**** Document

Stull did use some AI while writing “The Singularity Play.” A program called Hugging Face generated some lines used in one scene, in which Denise begins producing pages of text that seem “wrong” to her computer programmer.

Sophia Parker ’23, plays Heidi, one of the members of the theater troupe. The social studies concentrator said she enjoyed working with Stull and Oliphant and was excited to get a chance to take on a role in a work that deals with some intense themes, such as grief.

Doing play setup
Rachele Padula-Shufelt braids hair for Katie Runions.

The play’s opening is set for Thursday at Farkas Hall. Costume designer Rachel Padula-Shufelt (standing) does a pre-rehearsal braiding of student Katie Runions’ hair.

“I was ready to tackle it,” Parker said, “And the environment that was created made it seem very natural to tackle that. I feel like both Keenan and Jay have done a good job of creating an environment where dealing with the intense subjects can be done in a realistic way that doesn’t leave you uncomfortable.”

Oliphant, who worked as an assistant director for “Hadestown” on Broadway, said “The Singularity Play” has only grown more relevant with time.

“We’ve fallen into this moment where the potential of this play happening outside of the play in a real-world setting is so high right now,” Oliphant said.

The play takes its name from a technology term referring to a hypothetical moment when AI becomes so advanced that it permanently alters humanity. In the material world, it’s not a reality that Stull particularly wants to see. He smiled ruefully when recalling an April Fool’s Day joke posted by American Theater Magazine this month, suggesting that a Silicon Valley company had commissioned an AI to write five plays.

********

▸ Job 1: Put the lines of the listing into a numbered list, starting at the line containing "Would you please identify the winter" and ending at the line containing "column 302, row 52", with both of those lines included and blank lines omitted.
▸ Job 2: Write the next part of the article about "The Singularity Play," picking up after its final sentence.
The article and the listing are unrelated material.

**** Data entries

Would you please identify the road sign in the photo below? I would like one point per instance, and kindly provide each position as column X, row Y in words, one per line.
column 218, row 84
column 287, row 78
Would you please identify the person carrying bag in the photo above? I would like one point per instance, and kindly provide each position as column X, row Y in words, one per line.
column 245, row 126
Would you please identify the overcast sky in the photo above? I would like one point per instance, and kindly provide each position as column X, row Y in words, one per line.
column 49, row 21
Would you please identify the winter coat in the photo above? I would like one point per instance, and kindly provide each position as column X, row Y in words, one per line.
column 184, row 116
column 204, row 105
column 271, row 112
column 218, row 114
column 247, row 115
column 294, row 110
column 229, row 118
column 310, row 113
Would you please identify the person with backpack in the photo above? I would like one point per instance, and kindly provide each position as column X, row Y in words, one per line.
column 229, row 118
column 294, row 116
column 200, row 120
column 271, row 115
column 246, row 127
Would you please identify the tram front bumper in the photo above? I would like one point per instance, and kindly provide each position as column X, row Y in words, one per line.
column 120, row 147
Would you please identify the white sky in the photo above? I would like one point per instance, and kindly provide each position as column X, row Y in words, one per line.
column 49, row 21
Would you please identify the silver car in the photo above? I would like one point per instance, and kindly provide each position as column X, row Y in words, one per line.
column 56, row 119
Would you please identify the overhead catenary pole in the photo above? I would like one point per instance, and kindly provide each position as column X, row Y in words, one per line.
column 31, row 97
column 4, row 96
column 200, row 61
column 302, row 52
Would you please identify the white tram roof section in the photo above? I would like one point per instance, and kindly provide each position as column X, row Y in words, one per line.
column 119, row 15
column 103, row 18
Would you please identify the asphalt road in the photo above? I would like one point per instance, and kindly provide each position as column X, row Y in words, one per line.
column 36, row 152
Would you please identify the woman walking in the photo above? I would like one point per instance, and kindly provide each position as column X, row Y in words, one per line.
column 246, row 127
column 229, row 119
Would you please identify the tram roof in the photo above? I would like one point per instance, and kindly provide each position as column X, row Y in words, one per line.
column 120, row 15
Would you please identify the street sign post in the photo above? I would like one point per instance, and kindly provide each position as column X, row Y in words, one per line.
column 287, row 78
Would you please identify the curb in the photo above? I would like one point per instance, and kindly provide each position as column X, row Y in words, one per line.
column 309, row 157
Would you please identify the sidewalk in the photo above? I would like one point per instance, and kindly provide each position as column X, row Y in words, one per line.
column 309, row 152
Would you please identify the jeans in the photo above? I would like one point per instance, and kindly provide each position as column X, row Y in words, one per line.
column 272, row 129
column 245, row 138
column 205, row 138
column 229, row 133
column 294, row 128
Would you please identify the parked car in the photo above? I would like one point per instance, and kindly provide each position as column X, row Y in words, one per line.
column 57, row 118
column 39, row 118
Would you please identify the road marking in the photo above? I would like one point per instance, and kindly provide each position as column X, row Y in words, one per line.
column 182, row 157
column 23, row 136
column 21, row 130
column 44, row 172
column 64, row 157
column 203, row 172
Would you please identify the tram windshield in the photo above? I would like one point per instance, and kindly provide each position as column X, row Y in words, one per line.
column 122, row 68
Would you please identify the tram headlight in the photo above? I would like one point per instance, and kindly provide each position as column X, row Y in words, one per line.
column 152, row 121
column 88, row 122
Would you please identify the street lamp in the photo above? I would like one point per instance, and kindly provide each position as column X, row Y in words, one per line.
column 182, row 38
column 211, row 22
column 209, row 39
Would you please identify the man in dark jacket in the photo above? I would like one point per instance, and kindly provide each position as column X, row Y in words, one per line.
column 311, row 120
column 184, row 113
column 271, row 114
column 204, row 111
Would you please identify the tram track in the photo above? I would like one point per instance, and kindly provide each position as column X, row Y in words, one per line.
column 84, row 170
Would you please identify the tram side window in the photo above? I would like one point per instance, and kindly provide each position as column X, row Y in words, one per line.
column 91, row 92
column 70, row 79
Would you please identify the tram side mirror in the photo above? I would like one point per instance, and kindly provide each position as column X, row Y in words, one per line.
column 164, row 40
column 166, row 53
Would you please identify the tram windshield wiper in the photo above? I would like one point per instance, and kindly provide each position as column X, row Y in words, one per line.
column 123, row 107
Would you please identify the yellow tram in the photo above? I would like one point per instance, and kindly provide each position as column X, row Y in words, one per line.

********

▸ Exercise answer 1:
1. Would you please identify the winter coat in the photo above? I would like one point per instance, and kindly provide each position as column X, row Y in words, one per line.
2. column 184, row 116
3. column 204, row 105
4. column 271, row 112
5. column 218, row 114
6. column 247, row 115
7. column 294, row 110
8. column 229, row 118
9. column 310, row 113
10. Would you please identify the person with backpack in the photo above? I would like one point per instance, and kindly provide each position as column X, row Y in words, one per line.
11. column 229, row 118
12. column 294, row 116
13. column 200, row 120
14. column 271, row 115
15. column 246, row 127
16. Would you please identify the tram front bumper in the photo above? I would like one point per instance, and kindly provide each position as column X, row Y in words, one per line.
17. column 120, row 147
18. Would you please identify the white sky in the photo above? I would like one point per instance, and kindly provide each position as column X, row Y in words, one per line.
19. column 49, row 21
20. Would you please identify the silver car in the photo above? I would like one point per instance, and kindly provide each position as column X, row Y in words, one per line.
21. column 56, row 119
22. Would you please identify the overhead catenary pole in the photo above? I would like one point per instance, and kindly provide each position as column X, row Y in words, one per line.
23. column 31, row 97
24. column 4, row 96
25. column 200, row 61
26. column 302, row 52

▸ Exercise answer 2:
“Playwrights are so threatened anyway. There are so many playwrights and so few opportunities,” Stull said. “It’s such a difficult thing to think that AI would be actually, legitimately taking these very few opportunities in an industry that’s difficult to find remuneration in.”

Oliphant emphasized that “The Singularity Play” is not an attempt to capitalize on the current moment of pitting technology against humanity, but rather to pose some questions about the relationship between the two.

“My hope is that people walk out considering what humanity’s relationship to creation is,” Oliphant said. “I hope the question lingers with the audience as we continue to grapple with the ever-changing social, political, natural world that we are in right now.”

“The Singularity Play” runs from Thursday through Sunday at Farkas Hall in Cambridge.